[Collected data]
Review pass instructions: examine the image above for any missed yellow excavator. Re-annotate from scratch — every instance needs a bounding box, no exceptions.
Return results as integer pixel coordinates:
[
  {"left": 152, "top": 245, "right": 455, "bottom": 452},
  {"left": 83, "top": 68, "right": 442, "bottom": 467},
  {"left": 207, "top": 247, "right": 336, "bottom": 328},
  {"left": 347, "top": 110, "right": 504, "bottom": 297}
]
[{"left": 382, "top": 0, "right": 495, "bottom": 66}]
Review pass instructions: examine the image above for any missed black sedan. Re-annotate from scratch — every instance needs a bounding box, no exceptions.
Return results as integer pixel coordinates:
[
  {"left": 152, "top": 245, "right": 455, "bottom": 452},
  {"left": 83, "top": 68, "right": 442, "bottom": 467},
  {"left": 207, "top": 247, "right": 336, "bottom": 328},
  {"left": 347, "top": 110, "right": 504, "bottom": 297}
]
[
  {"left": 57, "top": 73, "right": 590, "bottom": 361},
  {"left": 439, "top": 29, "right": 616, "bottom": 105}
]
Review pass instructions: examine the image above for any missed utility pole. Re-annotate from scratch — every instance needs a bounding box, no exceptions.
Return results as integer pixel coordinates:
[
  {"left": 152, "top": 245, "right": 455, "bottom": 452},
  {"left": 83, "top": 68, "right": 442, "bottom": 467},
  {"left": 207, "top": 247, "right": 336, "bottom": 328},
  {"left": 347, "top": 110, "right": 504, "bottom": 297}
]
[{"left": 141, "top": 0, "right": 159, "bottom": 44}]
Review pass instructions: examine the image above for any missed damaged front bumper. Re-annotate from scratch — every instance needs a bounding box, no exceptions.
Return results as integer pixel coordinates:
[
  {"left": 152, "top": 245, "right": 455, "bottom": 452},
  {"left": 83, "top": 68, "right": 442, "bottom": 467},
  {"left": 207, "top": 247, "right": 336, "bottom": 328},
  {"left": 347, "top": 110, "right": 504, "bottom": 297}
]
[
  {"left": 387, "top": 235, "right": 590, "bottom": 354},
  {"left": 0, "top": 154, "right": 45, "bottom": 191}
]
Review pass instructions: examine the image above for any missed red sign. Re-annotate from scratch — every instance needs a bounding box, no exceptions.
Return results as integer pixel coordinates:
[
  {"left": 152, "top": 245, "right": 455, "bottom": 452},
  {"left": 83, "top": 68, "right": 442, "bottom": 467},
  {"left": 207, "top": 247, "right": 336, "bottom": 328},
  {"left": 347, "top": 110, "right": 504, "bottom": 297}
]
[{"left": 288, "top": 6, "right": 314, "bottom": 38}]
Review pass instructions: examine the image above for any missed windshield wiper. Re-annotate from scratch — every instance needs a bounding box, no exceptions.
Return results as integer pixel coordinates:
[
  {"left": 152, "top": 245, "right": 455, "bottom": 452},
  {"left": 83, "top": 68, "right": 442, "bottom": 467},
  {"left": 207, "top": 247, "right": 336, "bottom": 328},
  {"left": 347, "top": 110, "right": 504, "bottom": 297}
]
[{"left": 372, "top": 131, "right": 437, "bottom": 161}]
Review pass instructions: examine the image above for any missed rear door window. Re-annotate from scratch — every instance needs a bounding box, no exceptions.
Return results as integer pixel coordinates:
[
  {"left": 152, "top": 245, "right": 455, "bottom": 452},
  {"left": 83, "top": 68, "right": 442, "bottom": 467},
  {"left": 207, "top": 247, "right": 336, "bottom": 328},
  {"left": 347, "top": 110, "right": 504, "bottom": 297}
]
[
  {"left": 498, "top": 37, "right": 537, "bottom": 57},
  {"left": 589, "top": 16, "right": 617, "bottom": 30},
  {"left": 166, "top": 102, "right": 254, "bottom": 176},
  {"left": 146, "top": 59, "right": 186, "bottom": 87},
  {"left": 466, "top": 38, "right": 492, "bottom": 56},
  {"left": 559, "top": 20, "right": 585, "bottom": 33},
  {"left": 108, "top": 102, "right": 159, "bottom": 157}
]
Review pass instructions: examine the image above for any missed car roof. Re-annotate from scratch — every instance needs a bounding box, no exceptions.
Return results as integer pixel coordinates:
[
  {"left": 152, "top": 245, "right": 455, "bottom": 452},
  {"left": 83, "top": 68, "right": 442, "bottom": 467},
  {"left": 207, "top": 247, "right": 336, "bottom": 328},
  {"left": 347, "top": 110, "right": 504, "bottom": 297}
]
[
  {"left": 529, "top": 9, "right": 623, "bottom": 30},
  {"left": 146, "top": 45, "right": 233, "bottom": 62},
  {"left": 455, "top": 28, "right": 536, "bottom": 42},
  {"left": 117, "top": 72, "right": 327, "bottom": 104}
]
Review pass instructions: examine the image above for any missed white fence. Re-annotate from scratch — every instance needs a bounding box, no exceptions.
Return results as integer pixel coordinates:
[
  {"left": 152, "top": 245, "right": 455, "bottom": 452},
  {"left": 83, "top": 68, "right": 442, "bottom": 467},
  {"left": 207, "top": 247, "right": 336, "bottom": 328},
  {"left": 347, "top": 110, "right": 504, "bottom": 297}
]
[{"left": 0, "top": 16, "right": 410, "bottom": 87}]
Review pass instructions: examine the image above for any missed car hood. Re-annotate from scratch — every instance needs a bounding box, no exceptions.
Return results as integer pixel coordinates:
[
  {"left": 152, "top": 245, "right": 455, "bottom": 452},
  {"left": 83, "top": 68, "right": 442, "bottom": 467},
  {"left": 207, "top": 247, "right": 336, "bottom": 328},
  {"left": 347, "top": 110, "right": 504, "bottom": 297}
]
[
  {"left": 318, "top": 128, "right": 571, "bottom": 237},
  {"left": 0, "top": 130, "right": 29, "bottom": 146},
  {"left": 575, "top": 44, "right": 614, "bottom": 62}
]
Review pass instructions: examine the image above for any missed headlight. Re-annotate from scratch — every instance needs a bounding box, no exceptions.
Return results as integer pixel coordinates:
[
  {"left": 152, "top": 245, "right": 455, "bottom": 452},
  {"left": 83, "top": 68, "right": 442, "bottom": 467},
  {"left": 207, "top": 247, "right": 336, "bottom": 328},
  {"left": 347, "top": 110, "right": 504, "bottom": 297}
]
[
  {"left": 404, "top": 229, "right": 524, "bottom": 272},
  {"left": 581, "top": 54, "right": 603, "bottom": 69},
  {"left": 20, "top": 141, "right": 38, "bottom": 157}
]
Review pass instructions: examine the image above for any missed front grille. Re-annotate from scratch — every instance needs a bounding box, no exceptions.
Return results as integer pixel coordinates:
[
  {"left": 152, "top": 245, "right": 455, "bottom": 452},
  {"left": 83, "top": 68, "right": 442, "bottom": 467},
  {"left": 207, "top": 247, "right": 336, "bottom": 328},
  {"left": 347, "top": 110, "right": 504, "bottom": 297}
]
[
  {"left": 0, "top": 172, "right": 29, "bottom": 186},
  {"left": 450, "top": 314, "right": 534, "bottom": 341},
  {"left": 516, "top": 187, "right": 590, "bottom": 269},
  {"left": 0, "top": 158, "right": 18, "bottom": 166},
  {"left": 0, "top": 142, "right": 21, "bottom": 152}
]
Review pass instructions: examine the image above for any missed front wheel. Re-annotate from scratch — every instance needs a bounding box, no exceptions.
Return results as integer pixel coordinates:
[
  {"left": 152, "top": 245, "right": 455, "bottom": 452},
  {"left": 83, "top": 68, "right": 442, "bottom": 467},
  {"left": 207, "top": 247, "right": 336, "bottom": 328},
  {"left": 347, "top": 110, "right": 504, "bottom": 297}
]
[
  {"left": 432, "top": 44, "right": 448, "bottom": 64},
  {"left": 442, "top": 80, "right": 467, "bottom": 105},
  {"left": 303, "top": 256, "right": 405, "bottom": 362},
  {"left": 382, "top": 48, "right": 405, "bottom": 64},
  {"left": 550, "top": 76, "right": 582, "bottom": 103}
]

Your objective:
The records above need to be written out again. Keep them exact.

Expected answer:
Review pass instructions: examine the image above for any missed yellow excavator. Re-annotate from scratch — every instance needs a bounding box, no exceptions.
Return results as integer pixel coordinates:
[
  {"left": 152, "top": 245, "right": 455, "bottom": 452},
  {"left": 83, "top": 68, "right": 442, "bottom": 467},
  {"left": 207, "top": 247, "right": 336, "bottom": 328},
  {"left": 347, "top": 110, "right": 504, "bottom": 297}
]
[{"left": 382, "top": 0, "right": 495, "bottom": 66}]
Review pass instructions: examine the image above for any missed black sedan. Re-annotate from scratch — every instance needs a bounding box, no exceptions.
Return results as integer pixel coordinates:
[
  {"left": 152, "top": 245, "right": 455, "bottom": 452},
  {"left": 83, "top": 68, "right": 442, "bottom": 467},
  {"left": 207, "top": 247, "right": 336, "bottom": 328},
  {"left": 347, "top": 110, "right": 504, "bottom": 297}
]
[
  {"left": 57, "top": 73, "right": 590, "bottom": 361},
  {"left": 439, "top": 29, "right": 616, "bottom": 105}
]
Review pass instructions: examine the image above for any missed utility pole. Re-annotate from scratch — every instance needs a bounding box, no exceptions.
Return results as integer pixel coordinates:
[
  {"left": 152, "top": 245, "right": 455, "bottom": 452},
  {"left": 83, "top": 68, "right": 442, "bottom": 467},
  {"left": 207, "top": 247, "right": 336, "bottom": 328},
  {"left": 347, "top": 110, "right": 504, "bottom": 297}
]
[{"left": 141, "top": 0, "right": 159, "bottom": 44}]
Review pass instructions: examine the image above for any missed damaged front bumper. Re-annotate from scratch — every instance needs a bounding box, no exceptions.
Return results as integer pixel coordinates:
[
  {"left": 152, "top": 245, "right": 455, "bottom": 452},
  {"left": 83, "top": 68, "right": 442, "bottom": 467},
  {"left": 207, "top": 247, "right": 336, "bottom": 328},
  {"left": 347, "top": 110, "right": 504, "bottom": 297}
]
[
  {"left": 387, "top": 235, "right": 590, "bottom": 354},
  {"left": 0, "top": 154, "right": 45, "bottom": 191}
]
Review pass instructions: examine the image above for any missed red sign. Re-annotate from scratch — every instance needs a bounding box, no exceptions.
Return results as integer pixel coordinates:
[
  {"left": 152, "top": 245, "right": 455, "bottom": 452},
  {"left": 83, "top": 68, "right": 442, "bottom": 467},
  {"left": 207, "top": 247, "right": 336, "bottom": 328},
  {"left": 347, "top": 110, "right": 504, "bottom": 297}
]
[{"left": 288, "top": 6, "right": 314, "bottom": 38}]
Review pass instructions: examine the image above for any missed windshield wiper. Re-annotate from scratch — every instance needs a bounding box, no exceptions.
Return results as integer pixel coordinates:
[
  {"left": 152, "top": 245, "right": 455, "bottom": 452},
  {"left": 83, "top": 68, "right": 442, "bottom": 467},
  {"left": 207, "top": 247, "right": 336, "bottom": 328},
  {"left": 347, "top": 110, "right": 504, "bottom": 297}
]
[{"left": 372, "top": 131, "right": 437, "bottom": 161}]
Review pass instructions: examine the image above for any missed rear door window. Re-annotate from scratch — every instance needs a bounding box, no exceptions.
Return results as integer pixel coordinates:
[
  {"left": 152, "top": 245, "right": 455, "bottom": 452},
  {"left": 83, "top": 68, "right": 442, "bottom": 467},
  {"left": 207, "top": 247, "right": 336, "bottom": 328},
  {"left": 347, "top": 110, "right": 504, "bottom": 297}
]
[
  {"left": 498, "top": 37, "right": 537, "bottom": 57},
  {"left": 589, "top": 16, "right": 617, "bottom": 30},
  {"left": 166, "top": 102, "right": 254, "bottom": 176},
  {"left": 146, "top": 59, "right": 186, "bottom": 87},
  {"left": 466, "top": 38, "right": 492, "bottom": 56},
  {"left": 559, "top": 20, "right": 585, "bottom": 33},
  {"left": 108, "top": 102, "right": 159, "bottom": 157}
]
Review pass instructions: examine the image above for any missed car roof. Re-annotate from scratch — every instance needs a bounding box, no exceptions.
Return results as integer pixel coordinates:
[
  {"left": 152, "top": 245, "right": 455, "bottom": 452},
  {"left": 83, "top": 68, "right": 442, "bottom": 467},
  {"left": 207, "top": 247, "right": 336, "bottom": 328},
  {"left": 347, "top": 110, "right": 504, "bottom": 297}
]
[
  {"left": 529, "top": 9, "right": 623, "bottom": 30},
  {"left": 146, "top": 45, "right": 233, "bottom": 62},
  {"left": 455, "top": 28, "right": 536, "bottom": 42},
  {"left": 117, "top": 72, "right": 327, "bottom": 104}
]
Review pass instructions: examine the image above for any missed white fence. Re-annotate from scratch — every instance needs a bounding box, no exceptions.
Return results as integer pixel coordinates:
[
  {"left": 152, "top": 245, "right": 455, "bottom": 452},
  {"left": 83, "top": 68, "right": 442, "bottom": 467},
  {"left": 207, "top": 247, "right": 336, "bottom": 328},
  {"left": 347, "top": 110, "right": 504, "bottom": 297}
]
[{"left": 0, "top": 16, "right": 410, "bottom": 87}]
Review pass instructions: examine the image above for any missed car hood. Re-annotate from scratch — every instance needs a bounding box, no exceptions.
Return results as integer pixel coordinates:
[
  {"left": 152, "top": 245, "right": 455, "bottom": 452},
  {"left": 83, "top": 68, "right": 442, "bottom": 467},
  {"left": 207, "top": 247, "right": 336, "bottom": 328},
  {"left": 347, "top": 110, "right": 504, "bottom": 297}
]
[
  {"left": 318, "top": 128, "right": 571, "bottom": 237},
  {"left": 0, "top": 130, "right": 29, "bottom": 146},
  {"left": 575, "top": 44, "right": 614, "bottom": 62}
]
Review pass instructions: examine the image above for any missed headlight. Re-annotate from scratch — every instance needs a bounding box, no exceptions.
Return results as integer pixel coordinates:
[
  {"left": 152, "top": 245, "right": 455, "bottom": 452},
  {"left": 83, "top": 68, "right": 442, "bottom": 467},
  {"left": 207, "top": 247, "right": 336, "bottom": 328},
  {"left": 347, "top": 110, "right": 504, "bottom": 297}
]
[
  {"left": 404, "top": 229, "right": 524, "bottom": 272},
  {"left": 581, "top": 54, "right": 603, "bottom": 69},
  {"left": 20, "top": 141, "right": 38, "bottom": 157}
]
Review pass instructions: examine the image above for any missed front grille. Re-annotate from scratch — every instance needs a bounding box, no exceptions.
Return results as integer pixel coordinates:
[
  {"left": 152, "top": 245, "right": 455, "bottom": 452},
  {"left": 83, "top": 68, "right": 442, "bottom": 467},
  {"left": 207, "top": 247, "right": 336, "bottom": 328},
  {"left": 347, "top": 110, "right": 504, "bottom": 297}
]
[
  {"left": 0, "top": 172, "right": 29, "bottom": 186},
  {"left": 450, "top": 314, "right": 534, "bottom": 341},
  {"left": 516, "top": 187, "right": 590, "bottom": 269},
  {"left": 0, "top": 158, "right": 18, "bottom": 166},
  {"left": 0, "top": 142, "right": 21, "bottom": 152}
]
Review pass instructions: examine the image above for any missed front wheel. Re-annotate from scratch — every instance needs a bounding box, no exceptions.
Return results as integer pixel coordinates:
[
  {"left": 152, "top": 245, "right": 455, "bottom": 452},
  {"left": 83, "top": 68, "right": 442, "bottom": 467},
  {"left": 207, "top": 247, "right": 336, "bottom": 328},
  {"left": 347, "top": 110, "right": 504, "bottom": 297}
]
[
  {"left": 432, "top": 44, "right": 448, "bottom": 64},
  {"left": 442, "top": 80, "right": 467, "bottom": 105},
  {"left": 303, "top": 256, "right": 405, "bottom": 362},
  {"left": 382, "top": 48, "right": 405, "bottom": 64},
  {"left": 550, "top": 76, "right": 582, "bottom": 103}
]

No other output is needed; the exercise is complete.